> **What to work on**:
(a) Reproduce the passage on social media account sprawl from "While social media" to "Spredfast close behind.", keeping every word as it stands.
(b) Summarize the passage on social media account sprawl in two sentences.
(c) In the passage on social media account sprawl, rewrite the paragraph beginning "While social media management products" as a short bulleted list that keeps its main facts.

> **Quoted passage**:
┌────────

An organization that has hundreds of social media accounts may well have too many--particularly in the absence of any coordinated scheme for tracking who has access to which accounts--and which accounts have access to specific resources like Facebook business pages. Particularly in the early days of social media enthusiasts establishing a brand presence, many accounts were established by a lone individual trying to make a point. Even when managed with more discipline, social accounts tend to proliferate because they are associated with different brands or marketing campaigns.
While social media management products make so many overlapping claims that they can sound like they all do the same things, only a handful of products target this kind of scalability. Sprinklr and Spredfast are a couple I've spoken with recently. A recent Altimeter Group publication, "Buyer's Guide: A Strategy for Managing Social Media Proliferation," puts Sprinklr at the top end of its ranking of products with the most capability to serve large organizations, with Spredfast close behind.

└────────

Entries from an annotation dataset:
┌────────

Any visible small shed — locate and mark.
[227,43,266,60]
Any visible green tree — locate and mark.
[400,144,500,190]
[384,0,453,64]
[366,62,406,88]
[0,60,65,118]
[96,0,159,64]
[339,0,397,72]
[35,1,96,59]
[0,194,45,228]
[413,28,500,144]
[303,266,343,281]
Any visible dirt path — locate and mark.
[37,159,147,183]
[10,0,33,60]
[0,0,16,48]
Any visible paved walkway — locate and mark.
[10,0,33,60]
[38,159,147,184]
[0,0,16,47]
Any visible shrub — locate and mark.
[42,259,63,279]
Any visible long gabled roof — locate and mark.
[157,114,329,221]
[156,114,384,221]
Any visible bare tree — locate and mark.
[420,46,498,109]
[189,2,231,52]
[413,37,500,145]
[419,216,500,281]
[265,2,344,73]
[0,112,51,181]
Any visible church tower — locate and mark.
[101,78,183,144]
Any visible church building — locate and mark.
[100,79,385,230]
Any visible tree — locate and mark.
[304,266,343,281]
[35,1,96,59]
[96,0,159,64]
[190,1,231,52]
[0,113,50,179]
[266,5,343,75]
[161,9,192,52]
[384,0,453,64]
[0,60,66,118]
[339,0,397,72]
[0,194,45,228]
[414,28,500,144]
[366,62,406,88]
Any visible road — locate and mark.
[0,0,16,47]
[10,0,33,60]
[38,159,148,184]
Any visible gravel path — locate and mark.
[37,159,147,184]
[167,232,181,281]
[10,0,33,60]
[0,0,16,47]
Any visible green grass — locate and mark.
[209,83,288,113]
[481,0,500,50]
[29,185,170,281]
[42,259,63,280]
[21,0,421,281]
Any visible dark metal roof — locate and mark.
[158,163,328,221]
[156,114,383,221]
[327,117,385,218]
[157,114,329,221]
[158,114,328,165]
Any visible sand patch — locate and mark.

└────────

> **Expected outputs**:
(a)
While social media management products make so many overlapping claims that they can sound like they all do the same things, only a handful of products target this kind of scalability. Sprinklr and Spredfast are a couple I've spoken with recently. A recent Altimeter Group publication, "Buyer's Guide: A Strategy for Managing Social Media Proliferation," puts Sprinklr at the top end of its ranking of products with the most capability to serve large organizations, with Spredfast close behind.

(b) Large organizations can end up with too many social media accounts, which spread because individuals set them up on their own and because accounts are tied to different brands or marketing campaigns. Only a handful of social media management products target this kind of scalability, and an Altimeter Group buyer's guide ranks Sprinklr at the top for serving large organizations, with Spredfast close behind.

(c)
- Social media management products make many overlapping claims and can sound alike, but only a handful target this kind of scalability.
- Sprinklr and Spredfast are two such products the writer has recently spoken with.
- An Altimeter Group publication, "Buyer's Guide: A Strategy for Managing Social Media Proliferation," ranks Sprinklr at the top end for capability to serve large organizations.
- Spredfast is close behind in that ranking.